Description of the task: Quote the IASSIST 2004 conference abstracts word for word, starting at "Alice Robbin (Indiana" and ending at "(University of Alberta)".

Text shown:

----

IASSIST 2004 Conference, May 25-28

 

 

 

Abstracts for Thursday, 27 May 2004

Plenary
Building on 30 Years of Data Advocacy: Perspectives from Past Presidents
Chair: Ron Nakao

Alice Robbin (Indiana University Bloomington)
Ann Gray for Judith Rowe (Princeton University)
Thomas E. Brown (National Archives and Records Administration)
Charles Humphrey (University of Alberta)
Peter Burnhill (EDINA National Data Centre and University Data Library)
Ann Green (Yale University)

Throughout its history, IASSIST has been a focal point of data, its quality, its preservation, and its accessibility. This panel of past Presidents will share their insights and experiences in a discussion of the history of IASSIST's role as advocate in the world of information services, data resources, and technology over the last 3 decades. Each panelist will present a few points about "advocacy" as initiated and/or implemented during his or her presidency. Looking to future directions, Ann Green, current IASSIST President, will comment on IASSIST's continued role of advocacy as outlined in the 2004 Strategic Plan. This session will present a unique and historic opportunity to learn a bit about IASSIST, past and present, from those who played a leading role in shaping the evolution of our association.


D1: When Metadata Standards Meet: Issues of Language and Interoperability
Chair: Jen Green

Can DDI Records Be Accurately Transformed to "Catalog-ready" MARC 21 Format?
Harrison Dekker (University of California, Berkeley)

----

[Excerpts of labeled region data]
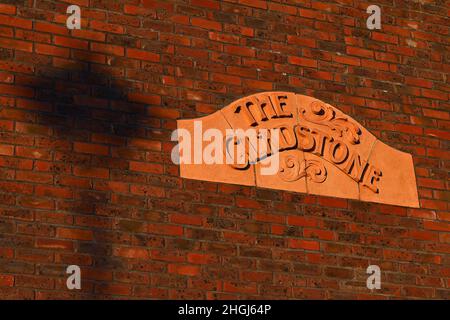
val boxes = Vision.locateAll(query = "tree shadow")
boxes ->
[15,48,165,299]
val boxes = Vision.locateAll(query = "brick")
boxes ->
[0,14,33,29]
[73,142,109,156]
[56,228,94,241]
[127,48,160,62]
[114,247,149,259]
[130,161,164,174]
[73,167,109,179]
[289,239,320,250]
[191,18,222,31]
[288,57,317,68]
[168,264,200,276]
[91,42,125,56]
[35,43,70,58]
[0,38,33,52]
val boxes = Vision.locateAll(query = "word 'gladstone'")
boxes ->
[232,94,382,193]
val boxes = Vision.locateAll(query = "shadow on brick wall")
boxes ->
[16,49,167,299]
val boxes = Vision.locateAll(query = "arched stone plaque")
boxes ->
[177,92,419,207]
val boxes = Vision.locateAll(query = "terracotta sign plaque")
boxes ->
[172,92,419,207]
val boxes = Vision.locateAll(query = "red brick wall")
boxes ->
[0,0,450,299]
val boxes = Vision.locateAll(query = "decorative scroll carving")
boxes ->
[278,155,327,183]
[299,101,361,144]
[177,92,419,208]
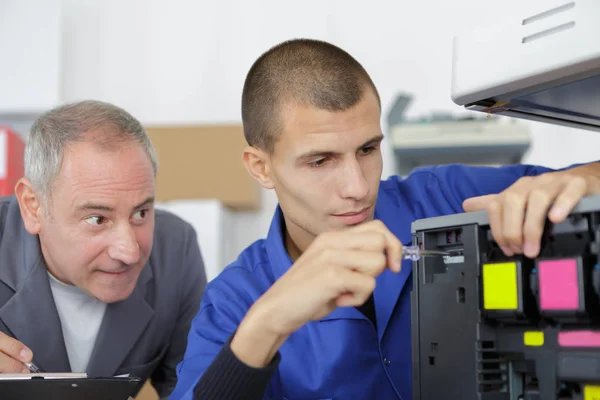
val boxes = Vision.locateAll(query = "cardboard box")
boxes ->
[146,125,260,211]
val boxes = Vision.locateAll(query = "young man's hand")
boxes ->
[231,220,402,367]
[463,163,600,258]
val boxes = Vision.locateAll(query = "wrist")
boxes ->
[230,302,289,368]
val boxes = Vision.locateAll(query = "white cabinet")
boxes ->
[156,199,237,281]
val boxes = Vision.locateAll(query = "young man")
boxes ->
[172,40,600,400]
[0,101,206,398]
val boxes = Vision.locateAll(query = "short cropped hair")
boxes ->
[242,39,380,153]
[24,100,158,201]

----

Exercise answer:
Alice Robbin (Indiana University Bloomington)
Ann Gray for Judith Rowe (Princeton University)
Thomas E. Brown (National Archives and Records Administration)
Charles Humphrey (University of Alberta)